_Reading text_
------------------------
American educator (1886–1980)

Clementina de Forest Griffin (September 7, 1886 – April 1, 1980) was an American educator, school administrator, and aeronautical enthusiast based in Los Angeles. She took an active interest in aviation, aeronautics, and astronomy.

== Early life ==
Clementina Griffin was born in Los Angeles, the daughter of George Butler Griffin and Eva Guadalupe de la Plaza Griffin. Her mother and at least two of her older sisters were born in Colombia. Her father, a lawyer, civil engineer, writer, diplomat, and great-grandson of Zebulon Butler, died in 1895.

Griffin attended Los Angeles High School, where she was captain of the girls' basketball team, and graduated from Vassar College in 1909. She was a member of Vassar's hockey and basketball teams, and president of the Vassar Athletic Association. She earned a master's degree at the University of Southern California, with a thesis titled "Poverty Among the Mexicans in Los Angeles."

In 1938, she received a second Master of Arts degree in sociology from the University of Southern California for her thesis A sociological study of fifty-two senior boys: The products of a junior-senior high school, while working at Narbonne High School.

Actress Bebe Daniels was Griffin's niece. Cinematographer Mack Stengler was her brother-in-law.

== Career ==

=== Education ===
Griffin was a settlement worker at the Brownson House Settlement in Los Angeles in the 1910s, starting and supervising clubs for women, boys, and girls. In 1920, she wrote about Catholic welfare work with immigrants in Los Angeles, including medical and psychological examinations, for the National Catholic War Council Bulletin.

From 1925 to 1938, Griffin was the inaugural principal of Narbonne High School in Lomita. In 1938 and 1939, she was principal at Venice High School. In 1941, Griffin was principal at Canoga Park High School. In 1942, she sued the city school board because she was demoted from principal to teacher, with the corresponding decrease in salary.
------------------------
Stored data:
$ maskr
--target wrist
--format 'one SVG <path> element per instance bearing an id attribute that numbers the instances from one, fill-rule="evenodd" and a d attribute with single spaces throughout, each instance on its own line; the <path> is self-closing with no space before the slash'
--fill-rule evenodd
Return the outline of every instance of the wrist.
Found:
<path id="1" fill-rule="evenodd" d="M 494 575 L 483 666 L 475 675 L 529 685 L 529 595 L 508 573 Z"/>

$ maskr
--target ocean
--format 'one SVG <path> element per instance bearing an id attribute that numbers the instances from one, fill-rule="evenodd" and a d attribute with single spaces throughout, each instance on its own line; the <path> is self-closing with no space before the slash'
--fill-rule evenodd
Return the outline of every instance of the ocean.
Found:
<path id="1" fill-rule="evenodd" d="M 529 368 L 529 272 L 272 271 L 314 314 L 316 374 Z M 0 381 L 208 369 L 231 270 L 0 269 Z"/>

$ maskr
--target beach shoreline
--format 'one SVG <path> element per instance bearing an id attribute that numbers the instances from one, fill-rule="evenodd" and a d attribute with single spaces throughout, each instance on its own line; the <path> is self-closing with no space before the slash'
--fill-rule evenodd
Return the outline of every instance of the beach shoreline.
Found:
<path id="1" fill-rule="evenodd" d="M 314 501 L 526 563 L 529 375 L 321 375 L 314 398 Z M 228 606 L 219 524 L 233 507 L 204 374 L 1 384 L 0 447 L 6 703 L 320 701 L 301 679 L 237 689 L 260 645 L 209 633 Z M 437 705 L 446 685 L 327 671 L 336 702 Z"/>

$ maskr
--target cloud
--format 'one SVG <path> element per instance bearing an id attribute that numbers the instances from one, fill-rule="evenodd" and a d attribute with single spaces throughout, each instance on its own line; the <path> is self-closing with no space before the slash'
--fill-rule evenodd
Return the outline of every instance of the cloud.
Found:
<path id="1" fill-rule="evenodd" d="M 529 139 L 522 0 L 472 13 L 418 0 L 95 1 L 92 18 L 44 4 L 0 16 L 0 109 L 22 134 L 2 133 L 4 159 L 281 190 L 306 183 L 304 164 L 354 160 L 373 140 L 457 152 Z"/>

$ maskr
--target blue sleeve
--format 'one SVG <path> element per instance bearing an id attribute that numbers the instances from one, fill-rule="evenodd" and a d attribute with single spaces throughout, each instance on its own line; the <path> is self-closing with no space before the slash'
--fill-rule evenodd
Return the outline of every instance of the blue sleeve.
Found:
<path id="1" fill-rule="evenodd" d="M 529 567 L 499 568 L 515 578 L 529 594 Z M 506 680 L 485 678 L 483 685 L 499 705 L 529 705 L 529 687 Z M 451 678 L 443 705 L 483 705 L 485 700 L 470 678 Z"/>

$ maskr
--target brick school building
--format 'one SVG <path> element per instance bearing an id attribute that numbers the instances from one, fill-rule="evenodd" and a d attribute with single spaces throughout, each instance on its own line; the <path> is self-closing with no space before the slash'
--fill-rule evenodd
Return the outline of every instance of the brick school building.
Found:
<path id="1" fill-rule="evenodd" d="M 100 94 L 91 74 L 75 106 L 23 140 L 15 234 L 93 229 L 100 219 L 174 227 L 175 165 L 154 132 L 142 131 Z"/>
------------------------
_Problem statement_
Can you reproduce the passage of the Clementina Griffin sketch word for word, beginning at the words "Griffin attended Los" and stopping after "Narbonne High School."? Rely on the biographical sketch of Clementina Griffin alone, not on the rows.

_Answer to this task_
Griffin attended Los Angeles High School, where she was captain of the girls' basketball team, and graduated from Vassar College in 1909. She was a member of Vassar's hockey and basketball teams, and president of the Vassar Athletic Association. She earned a master's degree at the University of Southern California, with a thesis titled "Poverty Among the Mexicans in Los Angeles."

In 1938, she received a second Master of Arts degree in sociology from the University of Southern California for her thesis A sociological study of fifty-two senior boys: The products of a junior-senior high school, while working at Narbonne High School.